• _Task description_
Could the lines from the one containing "In the photo above, where can the hallway" through the end of the material below be returned exactly, with nothing else?
[[ Source records, beginning ]]
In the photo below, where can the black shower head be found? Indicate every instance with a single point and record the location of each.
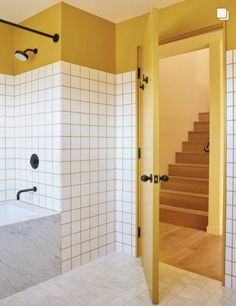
(23, 56)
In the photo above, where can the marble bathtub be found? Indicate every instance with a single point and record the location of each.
(30, 246)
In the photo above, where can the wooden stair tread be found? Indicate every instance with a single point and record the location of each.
(190, 165)
(189, 178)
(184, 210)
(200, 195)
(184, 198)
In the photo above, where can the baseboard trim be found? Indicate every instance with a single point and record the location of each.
(214, 230)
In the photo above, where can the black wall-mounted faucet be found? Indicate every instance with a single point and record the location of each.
(34, 189)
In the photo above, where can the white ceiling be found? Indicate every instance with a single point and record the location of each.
(113, 10)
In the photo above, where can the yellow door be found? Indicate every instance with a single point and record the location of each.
(149, 134)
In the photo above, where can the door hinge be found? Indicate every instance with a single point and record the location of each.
(139, 153)
(139, 232)
(139, 73)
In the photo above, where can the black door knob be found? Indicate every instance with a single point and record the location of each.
(145, 178)
(164, 178)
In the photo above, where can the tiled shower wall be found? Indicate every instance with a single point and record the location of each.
(7, 153)
(38, 118)
(88, 194)
(125, 163)
(81, 123)
(230, 263)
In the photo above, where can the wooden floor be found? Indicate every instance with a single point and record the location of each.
(192, 250)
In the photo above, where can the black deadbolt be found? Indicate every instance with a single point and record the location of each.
(145, 178)
(34, 161)
(164, 178)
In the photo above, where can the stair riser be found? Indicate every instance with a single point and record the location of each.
(195, 158)
(197, 172)
(183, 219)
(186, 185)
(204, 117)
(201, 126)
(197, 147)
(184, 201)
(198, 136)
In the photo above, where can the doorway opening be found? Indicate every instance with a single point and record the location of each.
(191, 223)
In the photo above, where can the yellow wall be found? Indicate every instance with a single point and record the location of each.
(48, 21)
(6, 49)
(174, 20)
(184, 92)
(87, 40)
(129, 35)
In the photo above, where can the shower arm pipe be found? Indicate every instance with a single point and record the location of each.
(54, 37)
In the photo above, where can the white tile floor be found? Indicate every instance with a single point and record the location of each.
(118, 280)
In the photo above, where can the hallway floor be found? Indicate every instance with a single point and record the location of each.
(118, 280)
(192, 250)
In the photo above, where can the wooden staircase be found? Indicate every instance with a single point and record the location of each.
(184, 198)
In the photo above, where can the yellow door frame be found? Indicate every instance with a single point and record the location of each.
[[ Source records, end ]]
• _Answer box_
In the photo above, where can the hallway floor be found? Indicate every instance with a single point and record the location of each.
(118, 280)
(192, 250)
In the photo above, where can the wooden staircase be found? Indicate every instance with a single point and record the location of each.
(184, 198)
In the photo above, where can the yellow door frame be found? Indicate every instance with a single point and record the location of each.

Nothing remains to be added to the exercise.